*** Input data ***

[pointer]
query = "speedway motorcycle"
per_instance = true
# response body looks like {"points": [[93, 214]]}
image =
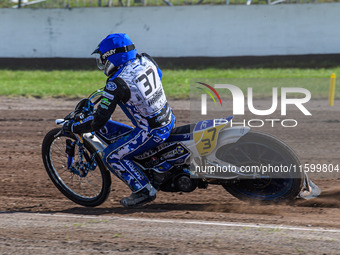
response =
{"points": [[251, 166]]}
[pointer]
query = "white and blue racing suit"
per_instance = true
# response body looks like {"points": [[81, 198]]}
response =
{"points": [[137, 88]]}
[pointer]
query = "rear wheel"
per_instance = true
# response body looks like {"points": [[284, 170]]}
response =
{"points": [[84, 181], [278, 176]]}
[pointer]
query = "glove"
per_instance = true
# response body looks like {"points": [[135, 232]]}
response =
{"points": [[68, 126]]}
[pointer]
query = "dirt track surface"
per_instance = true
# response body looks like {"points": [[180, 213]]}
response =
{"points": [[26, 190]]}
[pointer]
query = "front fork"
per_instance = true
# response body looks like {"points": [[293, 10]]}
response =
{"points": [[79, 168]]}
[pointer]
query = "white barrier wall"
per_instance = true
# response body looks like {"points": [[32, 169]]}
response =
{"points": [[257, 30]]}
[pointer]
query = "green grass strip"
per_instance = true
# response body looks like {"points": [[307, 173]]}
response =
{"points": [[176, 83]]}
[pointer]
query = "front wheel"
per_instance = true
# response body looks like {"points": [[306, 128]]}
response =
{"points": [[273, 165], [82, 178]]}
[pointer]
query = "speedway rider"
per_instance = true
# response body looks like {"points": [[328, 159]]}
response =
{"points": [[134, 83]]}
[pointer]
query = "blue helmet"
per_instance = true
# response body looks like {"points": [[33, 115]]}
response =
{"points": [[114, 50]]}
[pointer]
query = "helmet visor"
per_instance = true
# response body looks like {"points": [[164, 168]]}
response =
{"points": [[100, 62]]}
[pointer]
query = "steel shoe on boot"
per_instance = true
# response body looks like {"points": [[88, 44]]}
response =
{"points": [[141, 197]]}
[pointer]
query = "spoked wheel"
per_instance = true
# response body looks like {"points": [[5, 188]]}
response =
{"points": [[272, 165], [82, 178]]}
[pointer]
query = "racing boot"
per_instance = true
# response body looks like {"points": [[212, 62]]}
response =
{"points": [[145, 195]]}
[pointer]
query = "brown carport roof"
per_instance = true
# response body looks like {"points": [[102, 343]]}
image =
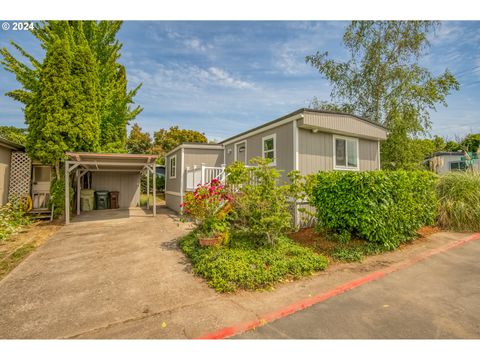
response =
{"points": [[111, 162], [83, 162]]}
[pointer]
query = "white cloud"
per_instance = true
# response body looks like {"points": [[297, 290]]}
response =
{"points": [[224, 78]]}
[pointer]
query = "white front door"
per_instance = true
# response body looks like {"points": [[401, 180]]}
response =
{"points": [[41, 177], [241, 152]]}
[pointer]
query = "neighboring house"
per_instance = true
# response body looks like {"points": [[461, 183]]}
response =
{"points": [[305, 140], [19, 176], [444, 162], [6, 149]]}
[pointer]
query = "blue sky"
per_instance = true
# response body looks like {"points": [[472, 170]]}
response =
{"points": [[225, 77]]}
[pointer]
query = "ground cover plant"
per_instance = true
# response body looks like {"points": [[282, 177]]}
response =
{"points": [[459, 201], [244, 265], [254, 212]]}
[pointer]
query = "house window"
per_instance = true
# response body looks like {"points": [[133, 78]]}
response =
{"points": [[345, 153], [457, 165], [269, 148], [173, 167]]}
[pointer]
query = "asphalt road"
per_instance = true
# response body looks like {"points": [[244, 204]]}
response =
{"points": [[437, 298]]}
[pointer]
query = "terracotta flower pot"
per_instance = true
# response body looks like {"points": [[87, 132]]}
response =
{"points": [[211, 241]]}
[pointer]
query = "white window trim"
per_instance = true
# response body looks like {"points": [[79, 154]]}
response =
{"points": [[268, 137], [346, 167], [170, 167], [235, 149]]}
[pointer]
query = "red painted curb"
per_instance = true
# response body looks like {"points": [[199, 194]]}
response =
{"points": [[302, 304]]}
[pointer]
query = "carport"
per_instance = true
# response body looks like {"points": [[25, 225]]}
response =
{"points": [[117, 171]]}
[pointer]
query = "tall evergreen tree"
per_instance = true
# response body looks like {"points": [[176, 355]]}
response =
{"points": [[113, 100], [48, 112]]}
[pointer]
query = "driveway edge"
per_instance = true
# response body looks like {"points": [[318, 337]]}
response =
{"points": [[302, 304]]}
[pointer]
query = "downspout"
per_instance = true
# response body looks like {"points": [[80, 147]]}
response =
{"points": [[182, 175]]}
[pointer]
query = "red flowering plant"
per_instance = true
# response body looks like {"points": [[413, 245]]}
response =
{"points": [[210, 208]]}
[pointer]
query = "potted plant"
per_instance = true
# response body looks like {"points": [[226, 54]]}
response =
{"points": [[209, 206]]}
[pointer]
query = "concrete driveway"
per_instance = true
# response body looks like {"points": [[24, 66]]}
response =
{"points": [[105, 268], [120, 274]]}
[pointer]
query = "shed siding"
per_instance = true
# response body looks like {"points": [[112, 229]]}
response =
{"points": [[284, 147], [315, 152], [4, 174], [173, 202], [128, 184], [342, 124], [210, 157]]}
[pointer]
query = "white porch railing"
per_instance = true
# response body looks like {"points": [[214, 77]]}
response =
{"points": [[202, 174]]}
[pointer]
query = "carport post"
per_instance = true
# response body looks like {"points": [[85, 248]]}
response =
{"points": [[77, 172], [67, 194], [154, 189], [148, 188]]}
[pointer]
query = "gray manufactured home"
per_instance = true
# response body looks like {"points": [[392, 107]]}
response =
{"points": [[305, 140]]}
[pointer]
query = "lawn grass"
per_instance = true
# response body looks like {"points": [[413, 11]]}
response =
{"points": [[242, 265], [17, 247]]}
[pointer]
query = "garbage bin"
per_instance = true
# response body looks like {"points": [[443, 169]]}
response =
{"points": [[101, 200], [113, 197], [86, 199]]}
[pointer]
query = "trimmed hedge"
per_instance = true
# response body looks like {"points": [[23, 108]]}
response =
{"points": [[459, 196], [385, 207]]}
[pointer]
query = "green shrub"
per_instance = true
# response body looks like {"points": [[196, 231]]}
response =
{"points": [[385, 207], [244, 265], [209, 207], [261, 206], [459, 198]]}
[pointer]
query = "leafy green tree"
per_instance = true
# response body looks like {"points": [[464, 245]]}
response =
{"points": [[452, 145], [62, 116], [113, 100], [166, 140], [138, 142], [384, 82], [14, 134], [471, 142], [48, 113]]}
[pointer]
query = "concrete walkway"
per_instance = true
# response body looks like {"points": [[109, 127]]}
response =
{"points": [[125, 278]]}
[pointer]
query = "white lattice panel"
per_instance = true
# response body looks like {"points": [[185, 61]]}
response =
{"points": [[20, 174]]}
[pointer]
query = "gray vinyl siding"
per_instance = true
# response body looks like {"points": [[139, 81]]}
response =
{"points": [[315, 152], [191, 157], [173, 202], [447, 159], [4, 174], [173, 184], [283, 144], [342, 124], [368, 154], [209, 157], [128, 184]]}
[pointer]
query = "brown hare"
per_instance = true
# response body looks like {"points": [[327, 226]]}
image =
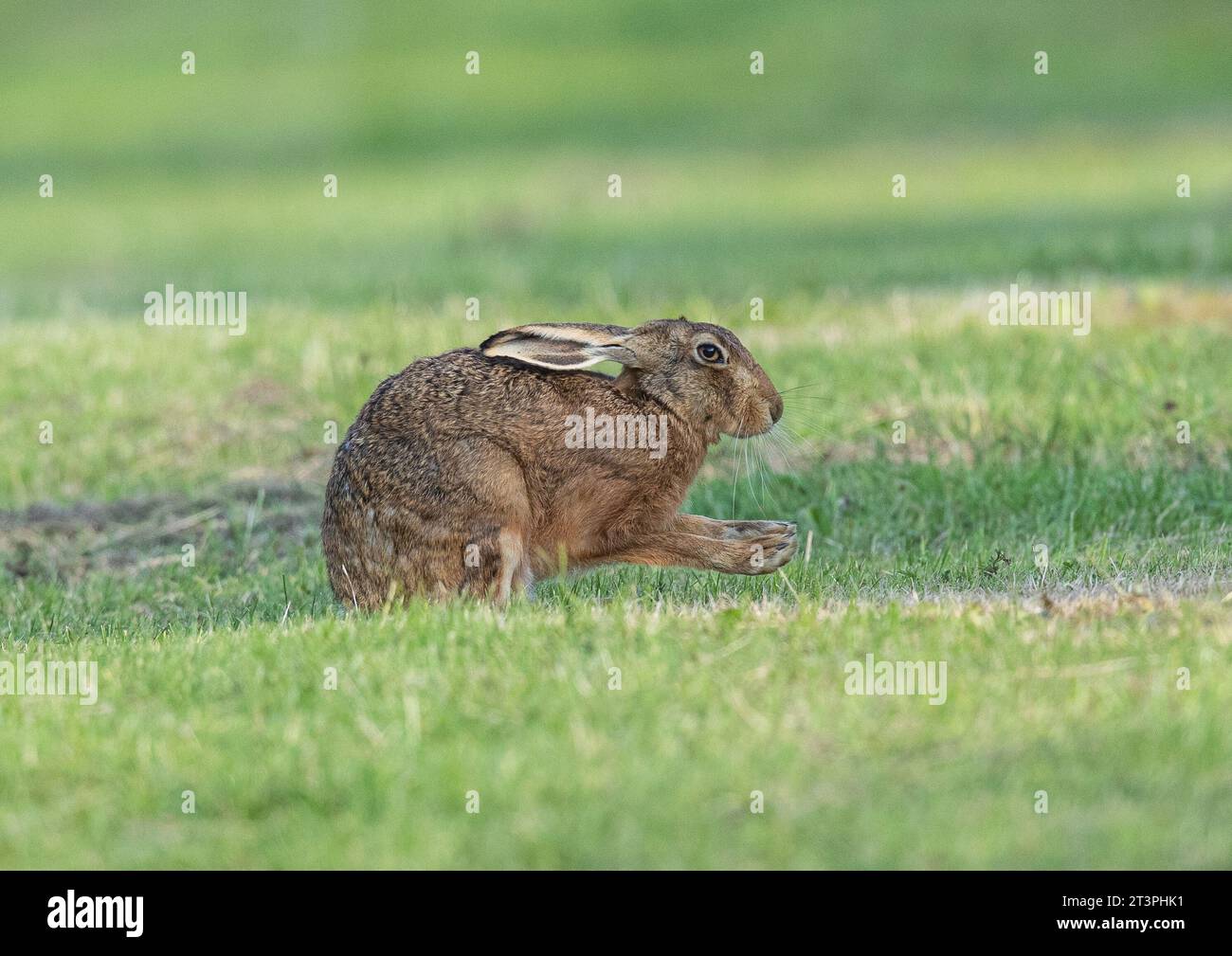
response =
{"points": [[483, 470]]}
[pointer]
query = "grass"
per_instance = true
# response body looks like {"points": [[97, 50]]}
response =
{"points": [[1063, 676]]}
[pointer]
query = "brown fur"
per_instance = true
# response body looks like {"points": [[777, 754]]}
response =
{"points": [[463, 456]]}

*** End of Input data ***

# Aim of the exercise
Please reproduce the records above exactly and leave any picture behind.

# Expected answer
[pointer]
query = "speedway motorcycle"
per_instance = true
# response body looks like {"points": [[93, 214]]}
image =
response =
{"points": [[251, 166]]}
[pointer]
query = "white and blue racing suit"
per_instance = true
# response body looks like {"points": [[81, 198]]}
response =
{"points": [[137, 88]]}
[pointer]
query = "rear wheel"
per_instance = true
# response body looks like {"points": [[284, 170]]}
response =
{"points": [[84, 181], [278, 176]]}
[pointer]
query = "glove"
per_instance = true
# response body looks like {"points": [[135, 232]]}
response =
{"points": [[68, 126]]}
[pointer]
query = "dirt track surface"
per_instance = true
# response body looks like {"points": [[180, 213]]}
response =
{"points": [[26, 190]]}
[pointer]
query = "front fork"
per_instance = true
# response body looks like {"points": [[293, 10]]}
response =
{"points": [[79, 168]]}
[pointer]
query = "white barrier wall"
per_instance = true
# response body looks like {"points": [[32, 169]]}
response =
{"points": [[257, 30]]}
[pointer]
query = "green grass strip"
per_instance = true
# response body looks like {"points": [[307, 173]]}
response =
{"points": [[176, 83]]}
[pointer]
query = "front wheel"
per_instance = true
# response body looks like {"points": [[306, 128]]}
response =
{"points": [[273, 165], [82, 178]]}
[pointer]
query = "speedway rider"
per_instance = true
# response body looks like {"points": [[328, 159]]}
response =
{"points": [[134, 83]]}
[pointer]
query = "blue helmet"
per_instance = true
# response body looks like {"points": [[33, 115]]}
response =
{"points": [[114, 50]]}
[pointer]
query = "helmet visor"
per_instance = true
# response body looks like {"points": [[164, 168]]}
response =
{"points": [[100, 62]]}
[pointer]
query = "steel shoe on boot"
per_instance = true
# response body looks like {"points": [[88, 44]]}
response =
{"points": [[141, 197]]}
[pointer]
query = "spoked wheel"
per_instance = true
# response body looks like {"points": [[5, 188]]}
response =
{"points": [[272, 165], [82, 178]]}
[pointer]
query = "racing boot"
per_instance = true
# response body looks like {"points": [[212, 62]]}
response =
{"points": [[145, 195]]}
[pointer]
query = "brown carport roof"
per_instance = true
# response body looks like {"points": [[102, 343]]}
image =
response =
{"points": [[111, 162], [83, 162]]}
[pointer]
query = "white cloud"
per_instance = true
# response body looks like {"points": [[297, 290]]}
response =
{"points": [[224, 78]]}
[pointer]
query = "white front door"
per_instance = true
# response body looks like {"points": [[401, 180]]}
response =
{"points": [[41, 177], [241, 152]]}
[pointer]
query = "neighboring house"
per_instance = true
# response body looks like {"points": [[461, 183]]}
response =
{"points": [[305, 140], [19, 176], [444, 162], [6, 149]]}
[pointer]
query = "blue sky"
per_instance = true
# response body looks like {"points": [[472, 170]]}
response =
{"points": [[225, 77]]}
[pointer]
query = "ground cover plant"
per_instance = true
# response body looks like {"points": [[282, 177]]}
response =
{"points": [[459, 201], [244, 265], [254, 212]]}
[pointer]
query = "house window"
per_instance = true
# response body looks like {"points": [[133, 78]]}
response =
{"points": [[345, 153], [457, 165], [269, 148], [173, 167]]}
[pointer]
query = "asphalt road"
per_instance = true
# response body looks like {"points": [[244, 204]]}
response =
{"points": [[437, 298]]}
[pointer]
query = "terracotta flower pot"
per_instance = true
# response body looks like {"points": [[87, 132]]}
response =
{"points": [[211, 241]]}
[pointer]
query = "white window trim"
per_instance = true
# response body looks like {"points": [[79, 154]]}
response =
{"points": [[268, 137], [346, 167], [170, 167], [235, 149]]}
[pointer]
query = "red painted curb"
per_instance = true
# response body looks like {"points": [[199, 194]]}
response =
{"points": [[302, 304]]}
[pointer]
query = "carport"
per_instance = true
# response body looks like {"points": [[25, 225]]}
response =
{"points": [[117, 171]]}
[pointer]
query = "tall evergreen tree"
per_instance = true
# response body looks like {"points": [[176, 355]]}
response =
{"points": [[113, 100], [48, 112]]}
[pointer]
query = "driveway edge"
per_instance = true
# response body looks like {"points": [[318, 337]]}
response =
{"points": [[302, 304]]}
[pointer]
query = "downspout"
per_instance = true
# response body looks like {"points": [[80, 147]]}
response =
{"points": [[182, 175]]}
[pointer]
query = "red flowering plant"
per_instance = true
# response body looks like {"points": [[413, 245]]}
response =
{"points": [[210, 208]]}
[pointer]
query = "potted plant"
per_instance = true
# response body looks like {"points": [[226, 54]]}
response =
{"points": [[209, 206]]}
[pointer]
query = "concrete driveway"
per_instance = true
# response body looks like {"points": [[24, 66]]}
response =
{"points": [[105, 268], [120, 274]]}
[pointer]
query = "shed siding"
per_instance = true
# response body looks like {"points": [[112, 229]]}
response =
{"points": [[284, 147], [315, 152], [4, 174], [173, 202], [128, 184], [342, 124], [210, 157]]}
[pointer]
query = "white porch railing"
per_instance = true
# response body looks like {"points": [[214, 77]]}
response =
{"points": [[202, 174]]}
[pointer]
query = "carport post"
per_instance = true
# response body looks like {"points": [[85, 248]]}
response =
{"points": [[77, 172], [67, 194], [154, 189], [148, 188]]}
[pointer]
query = "gray manufactured home"
per_instance = true
# response body looks like {"points": [[392, 107]]}
response =
{"points": [[305, 140]]}
[pointer]
query = "lawn grass"
per_instance = true
# response body looks like {"points": [[413, 11]]}
response =
{"points": [[242, 265], [17, 247]]}
[pointer]
query = "garbage bin"
per_instance = true
# response body looks like {"points": [[443, 169]]}
response =
{"points": [[101, 200], [113, 197], [86, 199]]}
[pointer]
query = "trimmed hedge"
per_instance = true
# response body looks like {"points": [[23, 108]]}
response =
{"points": [[459, 196], [385, 207]]}
[pointer]
query = "green shrub"
per_instance = true
# response body looks like {"points": [[196, 231]]}
response =
{"points": [[385, 207], [244, 265], [209, 207], [261, 206], [459, 198]]}
[pointer]
query = "leafy green tree"
per_instance = true
# response body looks like {"points": [[464, 245]]}
response =
{"points": [[452, 145], [62, 116], [113, 100], [166, 140], [138, 142], [384, 82], [14, 134], [471, 142], [48, 113]]}
[pointer]
query = "concrete walkway"
per_instance = true
# response body looks like {"points": [[109, 127]]}
response =
{"points": [[125, 278]]}
[pointer]
query = "white lattice panel"
per_instance = true
# response body looks like {"points": [[185, 61]]}
response =
{"points": [[20, 174]]}
[pointer]
query = "gray vinyl siding"
per_instance = true
# response body looks like {"points": [[139, 81]]}
response =
{"points": [[315, 152], [191, 157], [173, 202], [447, 159], [4, 174], [173, 184], [283, 144], [342, 124], [368, 154], [209, 157], [128, 184]]}
[pointer]
query = "brown hare"
per_instance = true
# response body looks like {"points": [[327, 226]]}
image =
response =
{"points": [[483, 470]]}
[pointer]
query = "grass"
per_instance = true
# response body looks like {"points": [[97, 50]]}
response =
{"points": [[1063, 676]]}
[pointer]
query = "brown fur"
per_instance = true
# response body looks like {"points": [[777, 754]]}
response =
{"points": [[463, 456]]}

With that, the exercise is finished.